Exercise instructions
Your task is to copy every record exactly.
----
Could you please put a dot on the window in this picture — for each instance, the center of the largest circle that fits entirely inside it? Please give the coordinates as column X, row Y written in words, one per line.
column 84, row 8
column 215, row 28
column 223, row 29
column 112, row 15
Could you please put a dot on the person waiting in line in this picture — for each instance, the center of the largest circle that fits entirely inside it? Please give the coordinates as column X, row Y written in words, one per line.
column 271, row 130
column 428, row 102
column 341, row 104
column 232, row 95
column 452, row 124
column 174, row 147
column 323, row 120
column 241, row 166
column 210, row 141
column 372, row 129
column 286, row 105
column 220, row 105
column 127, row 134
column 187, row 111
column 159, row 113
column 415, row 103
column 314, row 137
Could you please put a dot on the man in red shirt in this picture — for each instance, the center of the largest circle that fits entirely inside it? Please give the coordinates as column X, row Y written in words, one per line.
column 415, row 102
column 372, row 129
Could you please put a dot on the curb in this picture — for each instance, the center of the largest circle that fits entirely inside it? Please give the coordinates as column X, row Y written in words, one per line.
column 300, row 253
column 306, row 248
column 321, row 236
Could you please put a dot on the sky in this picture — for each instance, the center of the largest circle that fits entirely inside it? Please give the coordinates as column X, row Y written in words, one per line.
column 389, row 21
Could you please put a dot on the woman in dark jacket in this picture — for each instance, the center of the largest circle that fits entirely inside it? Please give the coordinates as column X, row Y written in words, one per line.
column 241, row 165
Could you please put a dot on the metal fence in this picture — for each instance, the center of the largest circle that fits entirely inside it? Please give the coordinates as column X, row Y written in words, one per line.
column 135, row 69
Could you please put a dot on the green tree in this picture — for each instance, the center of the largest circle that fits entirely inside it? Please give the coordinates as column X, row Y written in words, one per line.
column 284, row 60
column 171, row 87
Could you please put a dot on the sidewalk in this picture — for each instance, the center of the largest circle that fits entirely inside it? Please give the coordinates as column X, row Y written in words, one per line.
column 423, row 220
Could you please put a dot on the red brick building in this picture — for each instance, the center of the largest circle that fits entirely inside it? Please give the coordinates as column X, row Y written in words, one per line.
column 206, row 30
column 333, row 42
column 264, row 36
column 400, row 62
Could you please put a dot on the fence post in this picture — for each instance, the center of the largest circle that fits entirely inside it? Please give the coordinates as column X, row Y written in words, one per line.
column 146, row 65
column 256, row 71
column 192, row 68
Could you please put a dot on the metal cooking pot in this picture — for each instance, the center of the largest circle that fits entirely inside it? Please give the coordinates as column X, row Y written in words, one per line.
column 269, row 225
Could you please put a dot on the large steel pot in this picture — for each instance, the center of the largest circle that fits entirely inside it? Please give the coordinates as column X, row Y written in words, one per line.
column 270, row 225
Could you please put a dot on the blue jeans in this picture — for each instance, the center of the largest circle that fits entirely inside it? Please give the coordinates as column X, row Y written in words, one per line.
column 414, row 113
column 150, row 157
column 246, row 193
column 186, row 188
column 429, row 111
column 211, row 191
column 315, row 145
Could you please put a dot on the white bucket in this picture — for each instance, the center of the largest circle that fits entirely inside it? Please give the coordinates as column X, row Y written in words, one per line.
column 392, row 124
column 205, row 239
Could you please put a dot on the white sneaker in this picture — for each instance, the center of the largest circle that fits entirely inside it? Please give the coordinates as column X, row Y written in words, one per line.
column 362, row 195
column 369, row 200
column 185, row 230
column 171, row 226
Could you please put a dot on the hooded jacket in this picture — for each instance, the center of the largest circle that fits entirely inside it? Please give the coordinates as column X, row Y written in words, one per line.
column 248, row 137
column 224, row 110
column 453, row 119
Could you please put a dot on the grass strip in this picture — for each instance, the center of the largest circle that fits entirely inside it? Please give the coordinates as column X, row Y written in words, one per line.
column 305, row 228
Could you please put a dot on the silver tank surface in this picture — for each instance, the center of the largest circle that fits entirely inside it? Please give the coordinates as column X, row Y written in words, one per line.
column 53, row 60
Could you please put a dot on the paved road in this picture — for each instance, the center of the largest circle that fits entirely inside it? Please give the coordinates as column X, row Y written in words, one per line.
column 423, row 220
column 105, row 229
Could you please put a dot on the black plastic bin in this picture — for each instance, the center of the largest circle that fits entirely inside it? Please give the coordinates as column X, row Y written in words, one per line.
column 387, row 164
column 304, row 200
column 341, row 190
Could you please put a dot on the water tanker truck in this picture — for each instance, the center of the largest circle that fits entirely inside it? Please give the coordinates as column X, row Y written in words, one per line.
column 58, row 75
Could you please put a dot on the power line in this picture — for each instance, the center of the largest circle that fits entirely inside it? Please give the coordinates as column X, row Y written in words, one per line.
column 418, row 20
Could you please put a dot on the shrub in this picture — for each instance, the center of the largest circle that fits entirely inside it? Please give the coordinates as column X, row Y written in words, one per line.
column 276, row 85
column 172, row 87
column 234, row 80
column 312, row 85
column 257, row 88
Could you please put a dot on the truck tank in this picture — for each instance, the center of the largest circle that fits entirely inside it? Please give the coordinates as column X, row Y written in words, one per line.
----
Result of the task
Could you please put a dot on the window in this picture — for each instance, the center of the largest circle that fits entirely inside it? Please give the coordinates as column X, row Y written in words, one per line.
column 84, row 8
column 215, row 28
column 223, row 29
column 112, row 15
Could you please put a dot on the person waiting in line in this picture — for each instance, the center of the largest circle that fits entirely inside it? Please give the coordinates as column X, row Y written in words, one per line.
column 271, row 130
column 428, row 102
column 341, row 104
column 232, row 95
column 452, row 124
column 174, row 147
column 323, row 120
column 241, row 166
column 210, row 141
column 372, row 129
column 286, row 105
column 220, row 105
column 127, row 134
column 187, row 111
column 159, row 113
column 415, row 103
column 314, row 137
Could you please put a dot on the man in red shirt in this picture — for each instance, the center of the largest circle that fits entirely inside it? Please give the coordinates as column X, row Y written in words, one per line.
column 415, row 102
column 372, row 129
Could you please put a dot on the curb in this picture — for each instance, the center of the largest circle that fits entirely inside it? Please give the coordinates as column X, row Y written in words, one per line.
column 300, row 253
column 306, row 248
column 321, row 236
Could you please put a dot on the sky in this picture — for each instance, the center of the largest circle that fits entirely inside it? Please give the coordinates as column X, row Y written in words, one per line.
column 389, row 21
Could you please put a dot on the woman in dark jacket in this picture — for each instance, the center of the largest circle that fits entirely inside it? Please give the coordinates as column X, row Y written in words, one per line.
column 241, row 165
Could you please put a dot on the metal fence in this picture — for each instance, the center of the largest circle that fits entirely inside it? Please give the coordinates as column X, row Y written in words, one per line.
column 135, row 69
Could you please put a dot on the green tree in this picture — for each instance, the center of the largest circle that fits entirely inside it? Please give the coordinates as column X, row Y written in words, one per line.
column 284, row 60
column 171, row 87
Could you please put a dot on the sidewalk in this picture — for each instance, the center of the largest circle that fits entirely inside it? Please give the coordinates as column X, row Y written in words, one per line.
column 423, row 220
Could you please put a dot on the red brick building in this picture — for each instance, the center of the largest circle that fits entirely inside it? Please give the coordinates as column X, row Y written in words, one per line.
column 206, row 30
column 333, row 42
column 264, row 36
column 400, row 62
Could you please put a dot on the fence post in this picture — for each instance, the center of the largest circle that fits entirely inside it? Please give the coordinates as column X, row Y written in words, one per line.
column 146, row 65
column 256, row 71
column 192, row 68
Could you please put a dot on the metal cooking pot in this picture — for each instance, the center of the largest circle that fits entirely inside it? Please give the coordinates as column X, row Y written in words, one per line.
column 269, row 225
Could you please put a dot on the large steel pot in this picture — for each instance, the center of the largest circle that fits entirely inside it? Please give the coordinates as column X, row Y written in words, one per line.
column 270, row 225
Could you please put a dot on the blue jeans in this picture — for each instance, the center of the largest circle that fits entirely inside it? Please give the coordinates as column X, row Y written in words, one per line.
column 414, row 113
column 150, row 157
column 246, row 193
column 186, row 188
column 429, row 111
column 211, row 191
column 315, row 145
Could you please put a dot on the white bucket in this picture — for each instance, the center of the largest circle that fits entirely inside it? Please give the coordinates as column X, row Y written in words, one per line.
column 392, row 124
column 205, row 239
Could you please put a dot on the white sneaker in this picture — for each instance, the center of the largest circle that fits entirely inside it? Please give the coordinates as column X, row Y written in words, one per line.
column 362, row 195
column 369, row 200
column 185, row 230
column 171, row 226
Could you please put a dot on the hooded jacket in this picture — for each instance, the center of the largest circle that fits entirely inside it? Please give the coordinates as column X, row Y written in words, one per line.
column 248, row 137
column 224, row 110
column 453, row 119
Could you please put a dot on the grass strip in this picture — for each instance, the center of the largest circle that fits entirely inside it? Please give the coordinates as column X, row Y written in words, one per line.
column 305, row 228
Could you please put a dot on the silver tank surface in this picture — for each instance, the center of the largest circle that fits entirely inside it? Please give the coordinates as column X, row Y written in words, one per line.
column 53, row 60
Could you please put a dot on the paved road in this picture — for each instance, the center of the largest circle that fits entirely inside it? Please give the coordinates as column X, row Y written in words, one per line.
column 423, row 220
column 105, row 229
Could you please put a dot on the black plastic bin in this picture — for each instance, the center of the largest circle that fits entirely inside it? Please give the coordinates as column X, row Y written in words, one per line.
column 387, row 164
column 304, row 200
column 341, row 190
Could you please put a dot on the water tanker truck in this picture — for each instance, the center of the largest circle that fits entirely inside it? Please give the coordinates as column X, row Y written in words, one per line.
column 58, row 75
Could you please put a dot on the power line in this picture — for each instance, the center of the largest circle that fits entirely inside it? Please give the coordinates as column X, row Y written in words, one per line.
column 418, row 20
Could you please put a dot on the shrub in this picture — for each instance, the center of the largest circle that fits entirely inside it? Please give the coordinates as column X, row Y written in words, one per line.
column 276, row 85
column 172, row 87
column 234, row 80
column 312, row 85
column 257, row 88
Could you please put a dot on the truck tank in this picture — for each instance, the center of the largest circle that fits entirely inside it? Please give the coordinates as column X, row Y written in words, one per line.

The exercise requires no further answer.